WHAT YOU NEED TO DO: Collect every line of the material below that contains the string "retriever", and reproduce each such line in full.

RECORDS FOR THE TASK:
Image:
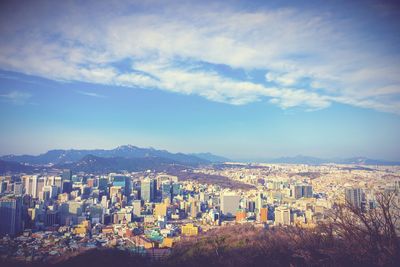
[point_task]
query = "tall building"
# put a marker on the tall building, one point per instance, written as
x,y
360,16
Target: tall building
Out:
x,y
123,182
10,215
353,196
263,215
160,210
166,190
66,175
229,204
302,190
282,216
31,187
137,207
148,189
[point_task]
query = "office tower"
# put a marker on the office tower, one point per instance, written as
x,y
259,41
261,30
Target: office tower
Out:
x,y
282,216
3,187
66,187
90,182
160,210
102,183
147,190
51,218
229,204
241,215
18,188
40,185
32,186
194,208
263,215
137,207
251,205
353,196
123,182
166,190
10,215
259,202
66,175
302,190
58,182
176,189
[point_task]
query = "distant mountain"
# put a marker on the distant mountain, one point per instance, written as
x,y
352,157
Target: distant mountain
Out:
x,y
6,166
210,157
94,164
60,156
300,159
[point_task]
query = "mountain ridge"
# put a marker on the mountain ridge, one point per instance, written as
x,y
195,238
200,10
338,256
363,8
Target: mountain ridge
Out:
x,y
63,156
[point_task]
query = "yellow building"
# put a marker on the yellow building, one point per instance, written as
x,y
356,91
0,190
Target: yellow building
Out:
x,y
189,230
167,242
82,228
160,210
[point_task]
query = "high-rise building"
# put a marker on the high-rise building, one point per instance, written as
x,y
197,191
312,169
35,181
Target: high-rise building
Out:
x,y
241,215
282,216
263,215
251,205
137,207
3,187
353,196
18,189
166,190
31,188
229,204
123,182
102,183
66,175
10,215
160,210
148,189
302,190
176,189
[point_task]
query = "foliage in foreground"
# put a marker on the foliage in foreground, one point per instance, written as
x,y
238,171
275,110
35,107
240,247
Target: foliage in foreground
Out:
x,y
349,238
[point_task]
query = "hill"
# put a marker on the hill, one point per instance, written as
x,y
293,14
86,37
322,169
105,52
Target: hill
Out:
x,y
60,156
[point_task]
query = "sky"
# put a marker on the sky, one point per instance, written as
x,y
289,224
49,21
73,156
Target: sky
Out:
x,y
242,79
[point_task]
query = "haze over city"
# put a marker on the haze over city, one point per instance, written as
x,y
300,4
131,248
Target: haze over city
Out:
x,y
199,133
243,80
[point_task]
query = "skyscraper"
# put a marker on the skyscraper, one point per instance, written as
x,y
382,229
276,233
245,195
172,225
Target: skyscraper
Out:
x,y
166,190
10,215
229,204
282,216
66,175
147,190
302,190
353,196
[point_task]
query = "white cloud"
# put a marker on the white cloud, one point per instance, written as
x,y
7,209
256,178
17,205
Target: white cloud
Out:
x,y
91,94
16,97
311,59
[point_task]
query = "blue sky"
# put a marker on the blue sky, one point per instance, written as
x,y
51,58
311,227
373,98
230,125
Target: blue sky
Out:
x,y
247,81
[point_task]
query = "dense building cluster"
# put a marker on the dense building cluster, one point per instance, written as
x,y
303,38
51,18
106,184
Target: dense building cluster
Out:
x,y
52,215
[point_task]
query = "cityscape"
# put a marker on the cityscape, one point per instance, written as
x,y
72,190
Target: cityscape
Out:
x,y
199,133
56,214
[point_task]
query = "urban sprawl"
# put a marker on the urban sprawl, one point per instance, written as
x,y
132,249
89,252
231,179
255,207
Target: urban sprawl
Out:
x,y
46,217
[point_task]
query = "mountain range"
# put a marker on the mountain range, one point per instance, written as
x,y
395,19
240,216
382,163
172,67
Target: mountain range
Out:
x,y
60,156
127,157
301,159
132,158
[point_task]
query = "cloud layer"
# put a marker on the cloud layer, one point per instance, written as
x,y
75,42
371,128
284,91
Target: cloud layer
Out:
x,y
309,60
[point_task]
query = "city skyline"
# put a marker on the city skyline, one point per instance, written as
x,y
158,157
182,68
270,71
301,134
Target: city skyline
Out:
x,y
242,81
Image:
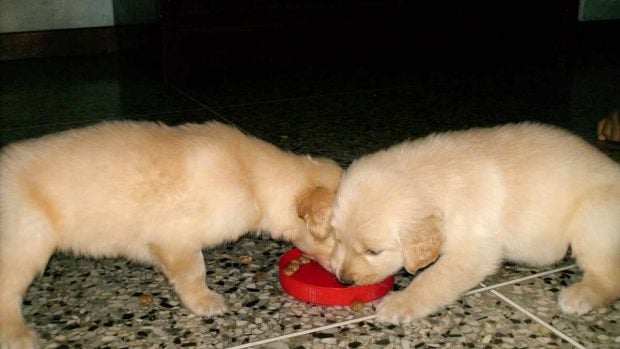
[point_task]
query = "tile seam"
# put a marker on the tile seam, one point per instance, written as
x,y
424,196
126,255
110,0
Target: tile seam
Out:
x,y
537,319
371,317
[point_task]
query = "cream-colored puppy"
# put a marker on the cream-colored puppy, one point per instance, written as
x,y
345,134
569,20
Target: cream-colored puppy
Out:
x,y
522,192
154,194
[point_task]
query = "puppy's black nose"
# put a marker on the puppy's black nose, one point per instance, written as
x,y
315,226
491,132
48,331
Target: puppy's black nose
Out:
x,y
346,282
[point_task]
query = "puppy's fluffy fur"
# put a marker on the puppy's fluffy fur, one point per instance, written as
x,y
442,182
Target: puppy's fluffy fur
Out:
x,y
154,194
523,192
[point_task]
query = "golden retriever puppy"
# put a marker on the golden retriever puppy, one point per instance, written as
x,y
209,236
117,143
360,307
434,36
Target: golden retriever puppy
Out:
x,y
467,200
154,194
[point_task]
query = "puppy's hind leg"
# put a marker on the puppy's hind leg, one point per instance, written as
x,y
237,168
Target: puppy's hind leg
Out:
x,y
595,242
185,269
25,248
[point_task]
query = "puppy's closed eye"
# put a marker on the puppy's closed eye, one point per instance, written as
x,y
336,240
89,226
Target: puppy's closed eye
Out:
x,y
372,253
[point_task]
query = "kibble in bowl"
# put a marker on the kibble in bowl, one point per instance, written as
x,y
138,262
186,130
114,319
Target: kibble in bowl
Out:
x,y
308,281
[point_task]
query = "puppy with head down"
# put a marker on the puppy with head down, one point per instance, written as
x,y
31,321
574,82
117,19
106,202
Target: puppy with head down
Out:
x,y
467,200
154,194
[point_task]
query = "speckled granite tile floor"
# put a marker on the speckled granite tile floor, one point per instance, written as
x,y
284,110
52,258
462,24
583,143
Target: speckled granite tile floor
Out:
x,y
113,303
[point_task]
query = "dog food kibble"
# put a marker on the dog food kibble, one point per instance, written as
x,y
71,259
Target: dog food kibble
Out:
x,y
289,270
245,260
357,306
145,299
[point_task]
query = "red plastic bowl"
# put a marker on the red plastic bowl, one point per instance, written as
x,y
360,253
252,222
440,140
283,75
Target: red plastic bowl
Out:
x,y
313,284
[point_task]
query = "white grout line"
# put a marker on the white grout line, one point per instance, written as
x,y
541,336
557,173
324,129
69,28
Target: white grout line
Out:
x,y
301,333
533,276
539,320
478,290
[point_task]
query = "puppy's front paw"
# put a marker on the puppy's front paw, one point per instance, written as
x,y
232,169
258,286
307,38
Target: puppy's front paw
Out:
x,y
402,307
207,303
579,299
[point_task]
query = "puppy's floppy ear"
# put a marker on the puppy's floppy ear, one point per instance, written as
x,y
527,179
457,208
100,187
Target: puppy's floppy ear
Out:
x,y
421,244
314,207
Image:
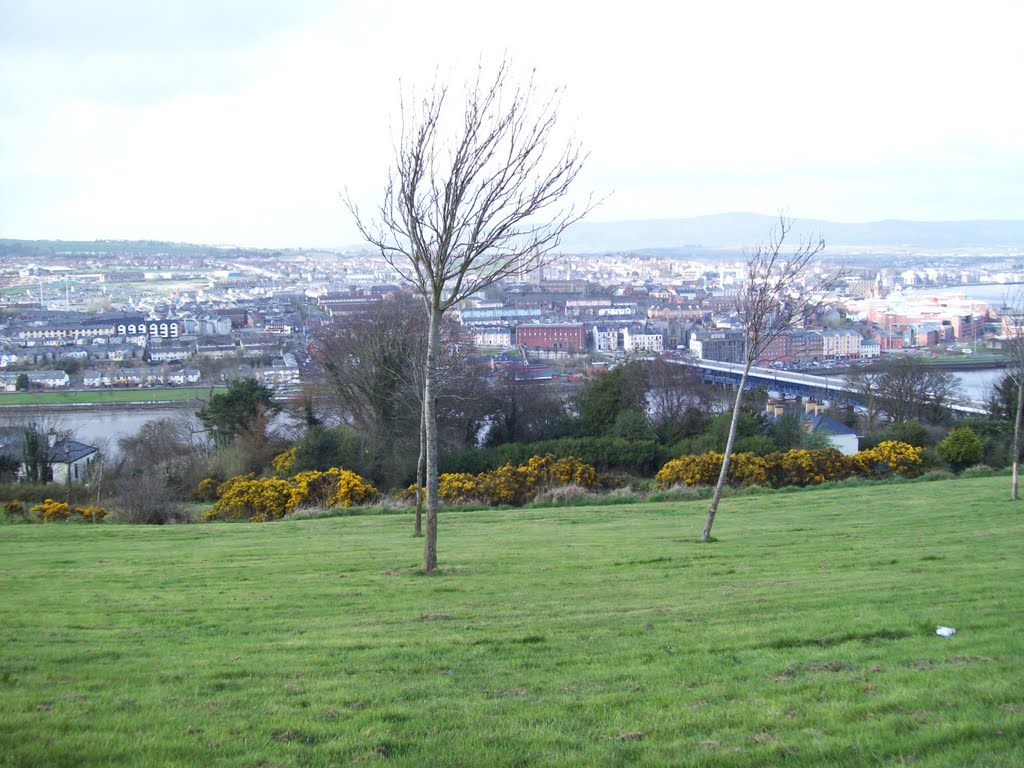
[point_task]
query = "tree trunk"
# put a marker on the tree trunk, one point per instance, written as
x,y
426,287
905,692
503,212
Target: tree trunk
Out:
x,y
420,472
430,430
1017,434
720,485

OUTPUT BELOW:
query = "golden retriever puppy"
# put a marker on the golden retriever puppy, one point per instance, written as
Target: golden retriever puppy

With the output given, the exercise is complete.